* Begin *

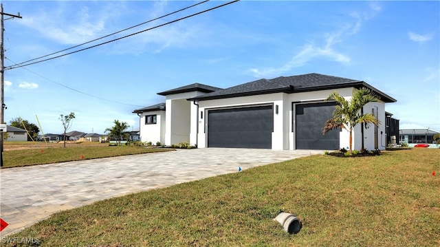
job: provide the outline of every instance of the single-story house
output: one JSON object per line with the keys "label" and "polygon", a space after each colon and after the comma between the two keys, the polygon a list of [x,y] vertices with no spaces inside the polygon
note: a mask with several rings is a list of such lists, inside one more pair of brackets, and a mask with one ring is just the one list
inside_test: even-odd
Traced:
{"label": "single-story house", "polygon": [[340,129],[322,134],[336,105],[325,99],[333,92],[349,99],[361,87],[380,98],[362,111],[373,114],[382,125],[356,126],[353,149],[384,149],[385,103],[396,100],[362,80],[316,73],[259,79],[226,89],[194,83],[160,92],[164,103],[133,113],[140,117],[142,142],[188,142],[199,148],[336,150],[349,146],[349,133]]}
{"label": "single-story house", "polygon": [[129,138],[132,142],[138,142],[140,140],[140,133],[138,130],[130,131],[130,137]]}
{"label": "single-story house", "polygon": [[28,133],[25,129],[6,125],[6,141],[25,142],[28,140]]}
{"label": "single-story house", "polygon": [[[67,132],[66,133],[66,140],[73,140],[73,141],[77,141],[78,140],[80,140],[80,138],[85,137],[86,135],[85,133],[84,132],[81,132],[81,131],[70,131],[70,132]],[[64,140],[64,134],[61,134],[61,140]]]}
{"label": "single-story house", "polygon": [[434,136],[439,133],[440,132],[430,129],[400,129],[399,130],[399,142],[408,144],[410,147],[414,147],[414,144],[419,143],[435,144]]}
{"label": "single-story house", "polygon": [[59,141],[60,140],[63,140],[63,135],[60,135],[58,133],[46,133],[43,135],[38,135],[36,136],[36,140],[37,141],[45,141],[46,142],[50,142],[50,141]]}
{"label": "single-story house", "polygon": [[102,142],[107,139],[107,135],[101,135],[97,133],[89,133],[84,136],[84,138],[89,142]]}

* End *
* Begin *

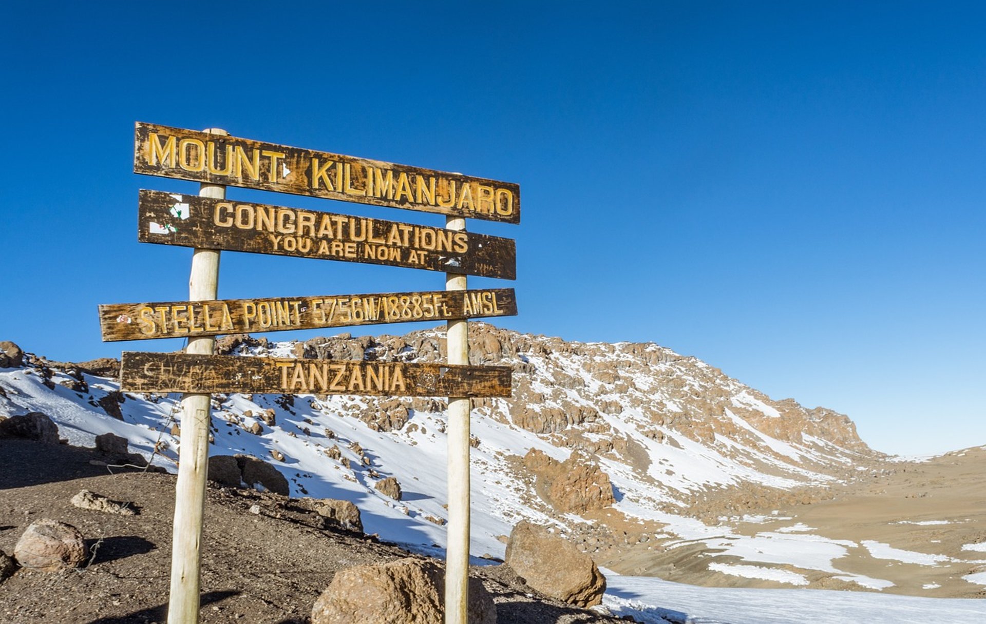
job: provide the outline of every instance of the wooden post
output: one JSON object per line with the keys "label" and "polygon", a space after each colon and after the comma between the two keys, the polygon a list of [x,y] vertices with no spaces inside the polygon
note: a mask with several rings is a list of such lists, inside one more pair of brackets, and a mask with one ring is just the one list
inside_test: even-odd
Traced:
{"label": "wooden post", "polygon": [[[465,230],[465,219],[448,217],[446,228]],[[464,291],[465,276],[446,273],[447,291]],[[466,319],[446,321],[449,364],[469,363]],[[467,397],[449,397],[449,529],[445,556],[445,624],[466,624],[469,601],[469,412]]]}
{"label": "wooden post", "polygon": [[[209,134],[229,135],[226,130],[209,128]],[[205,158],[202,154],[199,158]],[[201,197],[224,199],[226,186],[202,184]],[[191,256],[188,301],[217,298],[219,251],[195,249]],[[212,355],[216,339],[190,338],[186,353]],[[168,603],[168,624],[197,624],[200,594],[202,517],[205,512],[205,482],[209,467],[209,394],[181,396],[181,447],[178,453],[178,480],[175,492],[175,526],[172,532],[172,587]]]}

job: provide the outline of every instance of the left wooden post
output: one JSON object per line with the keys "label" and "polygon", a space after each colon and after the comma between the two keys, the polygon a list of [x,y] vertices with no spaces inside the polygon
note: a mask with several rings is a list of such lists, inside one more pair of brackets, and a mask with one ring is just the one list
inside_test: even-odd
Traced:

* End *

Given exercise: Collect every line above that contains the word "outline", and copy each of those lines in full.

The output:
job: provide the outline of every instance of the single-story house
job: provide the outline of every instance of the wooden post
job: provide the outline of every instance of the left wooden post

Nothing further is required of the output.